● THE TASK
Rescale the entries below from the line containing "Locate every instance of the tree bark" through the final line, inclusive, by rewriting every line with each coordinate value multiplied by 1.15 and rounded to a whole number, halves rounding up. Keep all other wording unchanged and leave out every line outside that span.
:: AVAILABLE RECORDS
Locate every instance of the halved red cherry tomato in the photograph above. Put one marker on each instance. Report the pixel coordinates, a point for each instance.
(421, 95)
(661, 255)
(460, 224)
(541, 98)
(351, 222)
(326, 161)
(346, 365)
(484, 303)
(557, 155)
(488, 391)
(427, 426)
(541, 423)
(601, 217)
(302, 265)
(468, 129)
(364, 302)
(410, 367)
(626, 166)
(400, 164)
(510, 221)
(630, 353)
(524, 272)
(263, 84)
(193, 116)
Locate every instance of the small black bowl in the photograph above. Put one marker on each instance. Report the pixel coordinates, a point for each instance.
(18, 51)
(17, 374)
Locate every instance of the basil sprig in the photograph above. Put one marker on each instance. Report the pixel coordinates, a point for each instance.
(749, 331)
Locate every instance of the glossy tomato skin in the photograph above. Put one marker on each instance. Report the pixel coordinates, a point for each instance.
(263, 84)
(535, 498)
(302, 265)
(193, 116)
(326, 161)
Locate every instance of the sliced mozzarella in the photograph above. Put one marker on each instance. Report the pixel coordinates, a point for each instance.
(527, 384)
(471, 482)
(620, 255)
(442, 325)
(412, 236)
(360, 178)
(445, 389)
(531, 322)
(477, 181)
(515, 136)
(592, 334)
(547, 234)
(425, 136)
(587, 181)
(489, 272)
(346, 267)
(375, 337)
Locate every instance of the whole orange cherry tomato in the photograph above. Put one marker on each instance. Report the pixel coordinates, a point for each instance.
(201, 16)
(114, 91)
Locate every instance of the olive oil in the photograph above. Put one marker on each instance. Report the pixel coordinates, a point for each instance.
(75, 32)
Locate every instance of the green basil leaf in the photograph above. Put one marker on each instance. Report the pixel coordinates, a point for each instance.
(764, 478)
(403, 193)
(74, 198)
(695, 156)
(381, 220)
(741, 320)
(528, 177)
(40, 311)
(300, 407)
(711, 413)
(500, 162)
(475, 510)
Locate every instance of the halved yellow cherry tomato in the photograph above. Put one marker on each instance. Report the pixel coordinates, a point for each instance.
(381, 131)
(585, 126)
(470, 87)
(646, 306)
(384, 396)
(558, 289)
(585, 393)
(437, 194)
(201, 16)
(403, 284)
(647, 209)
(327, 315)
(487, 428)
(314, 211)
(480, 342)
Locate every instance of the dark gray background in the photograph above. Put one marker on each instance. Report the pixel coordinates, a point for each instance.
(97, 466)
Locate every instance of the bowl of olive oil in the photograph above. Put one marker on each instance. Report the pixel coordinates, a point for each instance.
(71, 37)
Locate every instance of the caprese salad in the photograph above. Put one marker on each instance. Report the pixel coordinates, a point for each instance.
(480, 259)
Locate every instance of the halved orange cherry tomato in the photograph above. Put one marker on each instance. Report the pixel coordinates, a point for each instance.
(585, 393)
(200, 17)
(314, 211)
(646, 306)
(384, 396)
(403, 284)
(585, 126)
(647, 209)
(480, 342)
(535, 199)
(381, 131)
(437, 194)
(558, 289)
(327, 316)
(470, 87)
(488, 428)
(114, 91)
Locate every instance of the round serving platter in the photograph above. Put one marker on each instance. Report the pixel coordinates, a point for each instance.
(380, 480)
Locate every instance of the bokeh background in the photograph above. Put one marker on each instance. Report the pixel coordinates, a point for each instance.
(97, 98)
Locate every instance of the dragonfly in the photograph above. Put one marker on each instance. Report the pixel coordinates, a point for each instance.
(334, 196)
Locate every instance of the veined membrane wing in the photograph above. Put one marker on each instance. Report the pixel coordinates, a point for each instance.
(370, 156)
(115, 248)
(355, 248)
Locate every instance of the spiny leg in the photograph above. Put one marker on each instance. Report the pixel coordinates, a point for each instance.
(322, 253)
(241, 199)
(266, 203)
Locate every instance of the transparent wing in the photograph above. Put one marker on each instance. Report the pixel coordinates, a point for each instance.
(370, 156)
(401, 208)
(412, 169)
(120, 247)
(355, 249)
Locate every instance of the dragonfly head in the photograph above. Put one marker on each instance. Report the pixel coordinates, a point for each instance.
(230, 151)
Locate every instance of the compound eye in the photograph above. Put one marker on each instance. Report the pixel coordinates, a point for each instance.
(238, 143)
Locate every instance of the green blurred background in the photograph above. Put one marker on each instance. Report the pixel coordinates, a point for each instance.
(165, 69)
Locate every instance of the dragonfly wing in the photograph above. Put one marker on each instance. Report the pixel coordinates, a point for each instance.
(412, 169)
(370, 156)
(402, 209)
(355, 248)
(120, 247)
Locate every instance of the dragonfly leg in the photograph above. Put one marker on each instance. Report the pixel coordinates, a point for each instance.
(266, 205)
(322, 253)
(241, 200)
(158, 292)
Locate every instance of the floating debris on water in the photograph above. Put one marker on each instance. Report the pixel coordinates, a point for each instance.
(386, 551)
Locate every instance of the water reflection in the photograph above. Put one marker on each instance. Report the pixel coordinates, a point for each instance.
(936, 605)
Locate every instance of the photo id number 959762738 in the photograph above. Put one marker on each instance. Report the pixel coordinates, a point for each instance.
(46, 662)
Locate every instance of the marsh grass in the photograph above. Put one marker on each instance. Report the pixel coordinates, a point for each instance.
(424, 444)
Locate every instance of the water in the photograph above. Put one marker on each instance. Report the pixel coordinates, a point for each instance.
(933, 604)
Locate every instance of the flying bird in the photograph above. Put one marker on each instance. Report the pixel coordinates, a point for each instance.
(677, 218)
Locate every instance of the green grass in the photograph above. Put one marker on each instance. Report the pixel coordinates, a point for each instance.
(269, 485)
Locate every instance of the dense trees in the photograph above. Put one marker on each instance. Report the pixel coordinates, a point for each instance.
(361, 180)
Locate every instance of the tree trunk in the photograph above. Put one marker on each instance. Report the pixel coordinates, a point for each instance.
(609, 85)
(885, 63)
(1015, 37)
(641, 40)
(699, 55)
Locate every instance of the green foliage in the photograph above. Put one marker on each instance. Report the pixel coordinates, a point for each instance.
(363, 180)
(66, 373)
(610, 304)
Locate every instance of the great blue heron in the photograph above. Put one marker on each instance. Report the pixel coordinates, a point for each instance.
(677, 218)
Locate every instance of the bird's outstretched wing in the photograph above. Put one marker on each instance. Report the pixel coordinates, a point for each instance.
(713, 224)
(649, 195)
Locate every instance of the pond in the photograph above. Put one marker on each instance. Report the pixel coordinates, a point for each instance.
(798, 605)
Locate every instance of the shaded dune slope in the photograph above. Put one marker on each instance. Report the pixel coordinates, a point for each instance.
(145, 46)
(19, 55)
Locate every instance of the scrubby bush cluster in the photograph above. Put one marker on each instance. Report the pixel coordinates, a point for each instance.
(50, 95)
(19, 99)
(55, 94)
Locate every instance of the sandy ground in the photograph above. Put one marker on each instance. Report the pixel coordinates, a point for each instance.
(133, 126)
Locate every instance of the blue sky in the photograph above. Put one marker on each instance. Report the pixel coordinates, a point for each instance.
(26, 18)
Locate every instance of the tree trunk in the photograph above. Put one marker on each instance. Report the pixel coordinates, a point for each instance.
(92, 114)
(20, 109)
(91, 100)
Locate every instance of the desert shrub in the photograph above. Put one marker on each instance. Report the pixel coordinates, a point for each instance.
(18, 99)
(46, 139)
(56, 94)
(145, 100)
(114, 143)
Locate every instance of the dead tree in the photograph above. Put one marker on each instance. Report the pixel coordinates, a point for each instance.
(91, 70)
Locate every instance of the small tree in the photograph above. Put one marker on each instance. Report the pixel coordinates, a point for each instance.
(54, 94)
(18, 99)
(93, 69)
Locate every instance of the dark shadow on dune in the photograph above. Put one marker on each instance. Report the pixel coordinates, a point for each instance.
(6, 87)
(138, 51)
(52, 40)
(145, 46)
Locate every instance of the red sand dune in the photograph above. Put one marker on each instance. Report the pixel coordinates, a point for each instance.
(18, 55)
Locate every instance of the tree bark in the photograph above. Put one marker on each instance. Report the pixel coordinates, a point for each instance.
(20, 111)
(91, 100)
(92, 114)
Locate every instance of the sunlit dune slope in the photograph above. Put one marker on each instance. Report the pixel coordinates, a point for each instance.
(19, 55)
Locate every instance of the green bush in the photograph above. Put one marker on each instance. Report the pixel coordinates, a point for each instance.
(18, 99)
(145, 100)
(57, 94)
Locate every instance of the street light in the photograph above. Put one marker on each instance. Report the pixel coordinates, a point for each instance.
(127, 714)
::::
● RESPONSE BELOW
Locate every instance of the tree bark in the photograph above. Put one marker on each instance. Report the pixel coordinates, a point for each instance.
(23, 128)
(105, 115)
(106, 131)
Locate every instance of the sunlit dune slope in the photograph above. Put one marker on each instance. Report the pixel coordinates, a point for each instance.
(22, 63)
Locate every instance of the green bush in the photograph above. Put one marker on each instance. Report the pixel coordinates, a point for each instance.
(21, 114)
(167, 115)
(66, 108)
Locate every instance of the street light in the photograph above. Put one marker on each instance. Report the pixel coordinates, a point for each instance.
(146, 821)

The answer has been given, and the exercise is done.